> **Short exercise**
Starting with the line that contains "Where can you spot the red" and continuing through the end of the items, both ends included, reproduce every line, with each coordinate shifted by -51.

> **Input material**
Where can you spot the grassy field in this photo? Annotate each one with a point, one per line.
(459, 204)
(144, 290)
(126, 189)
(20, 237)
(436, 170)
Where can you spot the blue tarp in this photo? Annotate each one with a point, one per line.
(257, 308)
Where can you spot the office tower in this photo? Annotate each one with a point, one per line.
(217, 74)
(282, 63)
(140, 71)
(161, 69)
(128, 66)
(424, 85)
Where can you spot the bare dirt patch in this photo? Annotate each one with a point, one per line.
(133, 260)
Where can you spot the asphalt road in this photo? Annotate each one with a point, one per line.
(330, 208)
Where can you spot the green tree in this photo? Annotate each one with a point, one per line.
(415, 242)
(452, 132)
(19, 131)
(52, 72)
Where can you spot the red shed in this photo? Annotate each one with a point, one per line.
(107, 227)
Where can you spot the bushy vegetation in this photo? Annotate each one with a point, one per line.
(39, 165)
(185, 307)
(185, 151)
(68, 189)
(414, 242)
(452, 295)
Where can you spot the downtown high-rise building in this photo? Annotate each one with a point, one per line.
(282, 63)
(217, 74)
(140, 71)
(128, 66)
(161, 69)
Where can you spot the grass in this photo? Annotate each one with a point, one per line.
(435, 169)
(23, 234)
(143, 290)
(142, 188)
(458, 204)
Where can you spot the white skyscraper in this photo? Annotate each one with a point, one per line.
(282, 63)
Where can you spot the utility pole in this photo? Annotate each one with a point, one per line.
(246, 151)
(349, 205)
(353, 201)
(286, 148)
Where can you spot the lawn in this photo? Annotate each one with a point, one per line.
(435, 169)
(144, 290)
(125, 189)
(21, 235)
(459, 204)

> **Reply**
Where can you spot the red shed in this photo? Annotate each one with a point, one per line.
(56, 176)
Where can you spot the bushy vegetation in this photo? Annotate each one with a point, one per line.
(-12, 114)
(134, 256)
(134, 100)
(17, 138)
(363, 191)
(401, 244)
Where can you spot the downtown high-rise building in this photo? Annotate each one with a point, one per line.
(231, 12)
(166, 23)
(89, 20)
(77, 15)
(110, 18)
Where can you spot the grass in this photo? Annotate each one with a point, one per line.
(384, 118)
(-28, 183)
(92, 239)
(91, 137)
(407, 153)
Where can you spot the white skyscraper in this photo? Annotate each one with a point, one per line.
(231, 12)
Where can you spot the utility pole in this photo? Annotate each one with a point, one per line.
(195, 100)
(298, 154)
(302, 150)
(235, 97)
Where can you spot the lawn in this photo? Annotate each one with a point, one per line.
(384, 118)
(93, 239)
(74, 138)
(-30, 184)
(408, 153)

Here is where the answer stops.